_YOUR INSTRUCTIONS:_
Return, word for word, the part of the passage on painter Bill Moise from "Forget about pleasing" to "Maine at Orono.".
====== EXCERPTED PASSAGE ======
Bill painted outdoors, carrying supplies in an old LL Bean pack basket, turpentine in an old wine bottle, painting solutions held in old sardine cans, paints in a fishing tackle box. His love of life and painting, as well as his most marvelous sense of humor, captivated those who knew him.
Moise’s vibrant style, often with oil paint applied thinly, like watercolor, is identifiable immediately. Of painting in winter, outside, Moise said, “You don’t fiddle around with details…it is very difficult to determine when a painting is finished. If the wind comes along and takes it off the easel, I take that as an omen.”
Forget about pleasing anyone else (Moise wrote), or painting for anyone else…it is a question of how much one loves and needs to paint, how much one loves and is absorbed by the pursuit itself and not by considerations of fame or fortune
He wrote The Taste of Color, Touch of Love, publishing 1000 copies himself in 1970. Affluent summer visitors as well as local art lovers collected his paintings; his work was presented to Governors, Vice Presidents and embassies. In 1972, movie producer Joe Levine, heading a group of four investors, purchased nearly all of Bill’s work (greater than 400 paintings), with a few favorites left in his possession. The paintings chosen by one of the four investors are now in the collection of the University of Maine at Orono.
In an interview in 1979, the interviewer had asked him what, besides painting, compelled his interest?” “Women and tennis,” he grinned.” Bill Moise died unexpectedly on August 6th, 1980, at the age of 58, during a game of doubles tennis.
====== STORED DATA ======
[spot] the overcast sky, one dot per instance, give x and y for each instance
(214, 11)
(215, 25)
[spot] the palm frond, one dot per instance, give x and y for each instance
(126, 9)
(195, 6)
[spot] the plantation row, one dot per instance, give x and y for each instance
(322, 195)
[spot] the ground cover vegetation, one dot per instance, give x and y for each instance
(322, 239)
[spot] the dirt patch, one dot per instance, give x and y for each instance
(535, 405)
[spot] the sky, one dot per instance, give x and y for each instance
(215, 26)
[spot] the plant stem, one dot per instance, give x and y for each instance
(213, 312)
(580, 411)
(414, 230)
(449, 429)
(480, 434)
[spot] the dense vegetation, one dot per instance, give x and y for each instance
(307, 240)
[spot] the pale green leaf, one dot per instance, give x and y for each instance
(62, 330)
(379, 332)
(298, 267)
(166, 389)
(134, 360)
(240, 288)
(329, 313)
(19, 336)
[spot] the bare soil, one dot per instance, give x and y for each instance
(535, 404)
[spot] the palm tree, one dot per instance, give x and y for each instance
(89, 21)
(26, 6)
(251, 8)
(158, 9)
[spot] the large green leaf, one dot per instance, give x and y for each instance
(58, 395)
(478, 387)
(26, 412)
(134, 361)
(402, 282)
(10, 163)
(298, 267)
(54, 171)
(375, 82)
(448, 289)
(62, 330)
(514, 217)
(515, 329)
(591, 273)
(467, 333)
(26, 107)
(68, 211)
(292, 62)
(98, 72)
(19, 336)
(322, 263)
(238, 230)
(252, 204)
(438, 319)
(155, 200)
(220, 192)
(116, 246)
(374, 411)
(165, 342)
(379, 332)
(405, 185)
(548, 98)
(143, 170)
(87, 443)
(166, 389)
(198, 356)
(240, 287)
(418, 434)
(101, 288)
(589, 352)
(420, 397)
======
_CORRECT RESPONSE:_
Forget about pleasing anyone else (Moise wrote), or painting for anyone else…it is a question of how much one loves and needs to paint, how much one loves and is absorbed by the pursuit itself and not by considerations of fame or fortune
He wrote The Taste of Color, Touch of Love, publishing 1000 copies himself in 1970. Affluent summer visitors as well as local art lovers collected his paintings; his work was presented to Governors, Vice Presidents and embassies. In 1972, movie producer Joe Levine, heading a group of four investors, purchased nearly all of Bill’s work (greater than 400 paintings), with a few favorites left in his possession. The paintings chosen by one of the four investors are now in the collection of the University of Maine at Orono.